====== PROVIDED ENTRIES

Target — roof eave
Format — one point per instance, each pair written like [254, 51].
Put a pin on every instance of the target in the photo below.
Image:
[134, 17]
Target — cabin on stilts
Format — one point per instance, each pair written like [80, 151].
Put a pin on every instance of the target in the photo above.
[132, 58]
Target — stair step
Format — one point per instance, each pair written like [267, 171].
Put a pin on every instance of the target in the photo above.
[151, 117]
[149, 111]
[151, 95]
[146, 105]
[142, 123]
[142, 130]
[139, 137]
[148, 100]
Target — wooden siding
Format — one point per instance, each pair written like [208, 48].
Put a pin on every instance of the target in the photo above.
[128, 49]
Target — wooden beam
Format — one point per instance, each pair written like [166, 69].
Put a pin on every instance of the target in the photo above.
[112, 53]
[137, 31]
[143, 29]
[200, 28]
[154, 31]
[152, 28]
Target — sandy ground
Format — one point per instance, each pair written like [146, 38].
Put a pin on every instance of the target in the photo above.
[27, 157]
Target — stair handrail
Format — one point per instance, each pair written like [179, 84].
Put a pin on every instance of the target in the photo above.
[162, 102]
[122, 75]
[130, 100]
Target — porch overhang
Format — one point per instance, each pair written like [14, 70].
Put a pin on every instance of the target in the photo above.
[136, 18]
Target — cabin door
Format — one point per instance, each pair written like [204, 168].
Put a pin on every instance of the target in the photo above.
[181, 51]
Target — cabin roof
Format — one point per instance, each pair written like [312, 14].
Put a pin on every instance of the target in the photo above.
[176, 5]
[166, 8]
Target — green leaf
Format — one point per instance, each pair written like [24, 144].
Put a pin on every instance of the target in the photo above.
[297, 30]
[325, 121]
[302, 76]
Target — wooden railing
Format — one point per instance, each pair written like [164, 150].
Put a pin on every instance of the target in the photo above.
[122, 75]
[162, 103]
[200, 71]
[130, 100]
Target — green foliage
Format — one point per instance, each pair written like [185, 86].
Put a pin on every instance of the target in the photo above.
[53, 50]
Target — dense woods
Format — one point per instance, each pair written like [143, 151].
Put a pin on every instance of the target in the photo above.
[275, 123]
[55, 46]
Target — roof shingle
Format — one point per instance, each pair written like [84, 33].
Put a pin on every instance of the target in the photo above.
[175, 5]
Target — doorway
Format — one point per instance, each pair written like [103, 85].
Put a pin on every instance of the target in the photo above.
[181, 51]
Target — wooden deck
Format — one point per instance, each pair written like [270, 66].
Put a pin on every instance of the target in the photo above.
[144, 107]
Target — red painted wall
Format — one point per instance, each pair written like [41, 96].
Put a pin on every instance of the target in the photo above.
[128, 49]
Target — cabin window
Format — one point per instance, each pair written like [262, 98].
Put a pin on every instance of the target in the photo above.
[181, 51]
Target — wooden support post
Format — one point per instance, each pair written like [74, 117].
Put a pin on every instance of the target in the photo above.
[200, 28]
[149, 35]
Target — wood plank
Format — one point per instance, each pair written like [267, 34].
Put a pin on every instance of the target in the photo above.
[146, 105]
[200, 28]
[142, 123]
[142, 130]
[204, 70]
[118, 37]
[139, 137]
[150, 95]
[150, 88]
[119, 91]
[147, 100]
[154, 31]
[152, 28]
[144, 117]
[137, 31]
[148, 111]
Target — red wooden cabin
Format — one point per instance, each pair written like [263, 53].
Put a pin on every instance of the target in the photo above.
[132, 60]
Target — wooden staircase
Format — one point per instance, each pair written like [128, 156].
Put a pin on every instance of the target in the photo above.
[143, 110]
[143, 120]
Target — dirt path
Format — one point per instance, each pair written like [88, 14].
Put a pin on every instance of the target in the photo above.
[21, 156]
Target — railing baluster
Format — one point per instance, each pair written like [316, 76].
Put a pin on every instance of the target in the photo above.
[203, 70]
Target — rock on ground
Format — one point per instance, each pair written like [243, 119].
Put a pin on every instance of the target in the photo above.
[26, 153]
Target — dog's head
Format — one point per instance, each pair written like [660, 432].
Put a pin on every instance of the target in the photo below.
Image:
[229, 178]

============

## [EXERCISE REQUIREMENTS]
The entries above should be repeated exactly, every one of them.

## [OUTPUT BELOW]
Target — roof eave
Format — one point per instance, each pair written like [254, 51].
Put a pin on every instance of the target in the photo below.
Image:
[134, 17]
Target — cabin on stilts
Format — one point per instance, each pair written like [80, 151].
Put a pin on every instance of the target in the photo above.
[132, 58]
Target — stair step
Format — one point per instance, each pair written like [267, 171].
Put a pin on every instance of the target in the photo above.
[151, 117]
[149, 111]
[151, 95]
[146, 105]
[142, 123]
[142, 130]
[139, 137]
[148, 100]
Target — wooden siding
Format — one point per instance, each pair written like [208, 48].
Put a pin on every instance of the target in the photo above.
[128, 49]
Target — wooden beam
Format — one point per instance, each pair written like [166, 69].
Put a pin on every instance of the target in the photo above.
[112, 53]
[137, 31]
[143, 29]
[200, 28]
[154, 31]
[152, 28]
Target — sandy ground
Format — one point per instance, each pair written like [146, 38].
Put a pin on every instance of the target in the photo above.
[27, 157]
Target — stair handrail
Format — one point per instance, each pair written like [179, 84].
Put a pin on every instance of the target in the photo above.
[162, 102]
[122, 75]
[130, 100]
Target — porch overhang
Format — one point per instance, each pair written like [14, 70].
Put a pin on every instance of the target in the photo above.
[136, 18]
Target — cabin door
Format — one point per instance, each pair written like [204, 168].
Put a pin on every instance of the target in the photo above.
[181, 51]
Target — cabin roof
Format — one point per instance, each pair written like [312, 14].
Put a pin on every instance of the target in the photo above.
[176, 5]
[166, 8]
Target — green leaf
Format — one point per instance, each pair written like [24, 144].
Put a pin on every instance of the target in the photo above.
[297, 30]
[325, 121]
[302, 76]
Target — wooden railing
Format — one point per instance, each pair written like [164, 150].
Put a pin on every instance of the target in the photo above.
[122, 75]
[162, 103]
[200, 71]
[130, 100]
Target — green foliage
Format — one point per instance, each pair written like [185, 86].
Put a pin on every instance of the target in the photo above.
[53, 50]
Target — dense woods
Format — one point per instance, each pair written like [143, 151].
Put a pin on every instance of the target in the photo above.
[275, 123]
[55, 46]
Target — roof shingle
Format — one point per instance, each pair written like [84, 33].
Put a pin on every instance of the target in the photo above.
[175, 5]
Target — doorway
Format — one point per instance, each pair written like [103, 85].
Put a pin on every instance of the target in the photo above.
[181, 51]
Target — wooden deck
Format — one point per instance, each pair written like [270, 66].
Put a pin on every instance of the target in the photo above.
[144, 107]
Target — red painted wall
Format — one point per instance, each pair written like [41, 96].
Put a pin on every instance of the target in the photo above.
[128, 49]
Target — cabin window
Format — one point per instance, each pair written like [262, 98].
Put a pin on every instance of the target in the photo above.
[181, 51]
Target — wooden support post
Format — one point per instance, each pair written like [74, 117].
Put a pin on every instance of the target in the photo above.
[200, 28]
[149, 35]
Target — wood plank
Format — one point per instance, each pair written like [267, 34].
Put a pin on every instance of the target in the photo above.
[146, 105]
[200, 28]
[142, 123]
[142, 130]
[204, 70]
[118, 37]
[139, 137]
[150, 95]
[150, 88]
[119, 91]
[147, 100]
[154, 31]
[152, 28]
[144, 117]
[137, 31]
[148, 111]
Target — red wooden cabin
Format — one point per instance, each pair written like [263, 53].
Put a pin on every instance of the target in the photo above.
[132, 60]
Target — wooden staircase
Format — one point per instance, each pair written like [128, 156].
Put a pin on every instance of the target in the photo above.
[143, 110]
[143, 120]
Target — dirt path
Format — one point per instance, each pair written like [88, 14].
Put a pin on every instance of the target in the photo above.
[21, 156]
Target — railing baluster
Format — one point per instance, each pair written like [316, 76].
Put a pin on every instance of the target in the photo above.
[203, 70]
Target — rock on ground
Format — one point per instance, each pair written like [243, 119].
Put a pin on every instance of the target in the photo above.
[26, 153]
Target — dog's head
Format — one point per instance, each pair written like [660, 432].
Put a pin on every instance of the target in the photo below.
Image:
[229, 178]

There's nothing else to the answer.